Extract provided

......

The magic number must be hit by subtracting your outgoings from your incomings. So your income may reach over your budget, but if the outgoings are high, you lose out. This happened for the first time in July 2009, when my income was £450 over my personal survival budget. However, in that month, the outgoings were a massive £1100, so I was well short on the net profit.
But, as I said… income minus outgoings this month have exceeded the budget, all being well. Time to celebrate with an extra large bowl of gruel!
what else I of learnted
Tuesday 24th August

日本
I of learnted enough Japanese to get an A* grade at GCSE.
Now, if you’ve been following these blogs, you’ll know I have a slightly dim view of GCSEs. And I’m still willing to uphold those views. Five of us went to pick up grades this morning, and four were A*s. Two of them were seriously not expecting that kind of grade, having made known cock-ups in the exam, feeling like they didn’t know enough to answer the questions. So that begs the question – are the exams quite hard but don’t require many points for a good grade? What’s occurring? I would have thought someone should be pretty confident in an exam to gain an A* in the results. I don’t think it was false modesty from them either – they were genuinely surprised this morning.

......

Data section
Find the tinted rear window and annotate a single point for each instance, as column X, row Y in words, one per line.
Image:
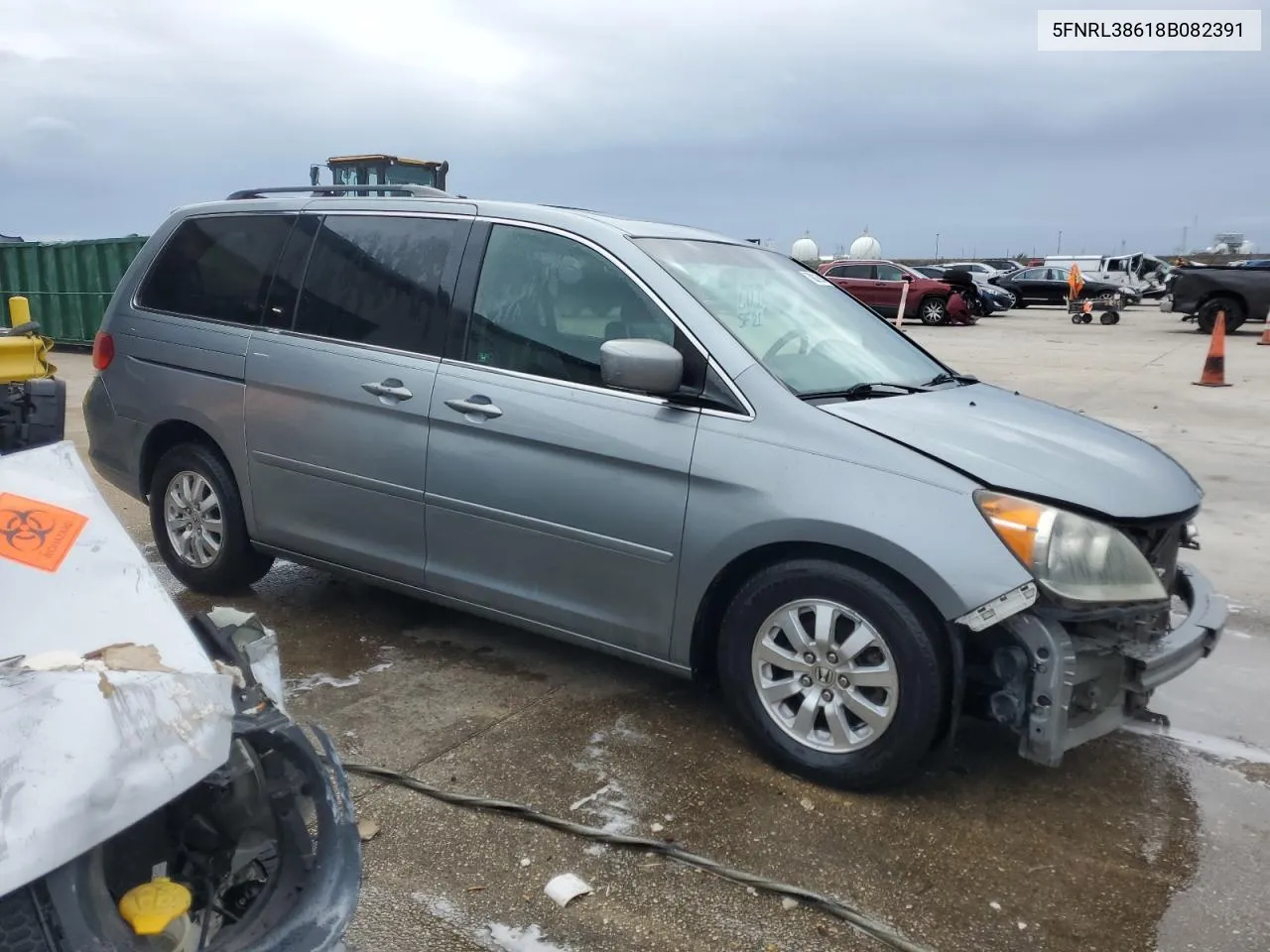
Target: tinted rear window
column 376, row 280
column 217, row 268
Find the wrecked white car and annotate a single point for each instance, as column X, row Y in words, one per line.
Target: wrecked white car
column 154, row 793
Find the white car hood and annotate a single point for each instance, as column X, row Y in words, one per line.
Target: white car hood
column 89, row 746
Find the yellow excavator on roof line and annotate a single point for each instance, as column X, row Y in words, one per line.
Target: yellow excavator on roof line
column 381, row 171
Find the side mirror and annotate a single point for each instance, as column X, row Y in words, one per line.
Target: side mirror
column 642, row 365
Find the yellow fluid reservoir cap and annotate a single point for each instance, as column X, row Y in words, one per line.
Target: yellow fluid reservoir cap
column 151, row 906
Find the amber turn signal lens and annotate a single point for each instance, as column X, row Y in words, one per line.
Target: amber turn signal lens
column 1015, row 521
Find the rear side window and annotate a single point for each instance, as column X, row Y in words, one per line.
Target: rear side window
column 217, row 268
column 376, row 280
column 852, row 271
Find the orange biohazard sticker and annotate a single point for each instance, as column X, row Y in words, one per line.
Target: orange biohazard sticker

......

Problems and tasks
A: In the blog post on budgeting and GCSE results, why was the writer short of the target in July 2009 even though income that month was above budget? Answer in one to three sentences.
B: Carry on the blog post about budgeting and GCSE results, starting after its final sentence.

Per-task answers
A: The target is measured as income minus outgoings, not as income alone. In July 2009 income was £450 over the personal survival budget, but outgoings that month reached £1100, so the net profit fell well short.

B:
And the other person who picked up her grade got a D. But she only sat half of the exam. She was whisked away with work before the writing paper and didn’t sit it at all. Obviously she is also over the moon with her result, but surely there’s something wrong where you can sit half an exam and still get a pretty good grade? I’m not knocking it – she’s pretty good at Japanese and deserves a good result, but I’m sure there’s something wrong with the system.
Anyway… congratulations to all who have picked up GCSE grades today, I hope you all did well!
And, as they say in Japan… YATTA!
what I of learnted
Friday 20th August

A Phone, Yesterday
A few weeks ago I decided that it would be a mighty fine idea if I would be able to improve my sales and marketing technique. According to Rich Dad (fascinating book… buy it!) you should never work solely for money, you should work to gain skills. So I thought wouldn’t it be fun to get a job doing telesales? They’ll train me up and I’ll become the best phone salesperson in the world and then I’ll be able to flog my photography services with gay abandon.
So, two weeks ago I found a job on the jobcentre website (no experience necessary, full training given), applied for it, interviewed, trialled, and now I’m a part-time telesales executive at the end of my first week. Small company, don’t have to put hand up for wee etc.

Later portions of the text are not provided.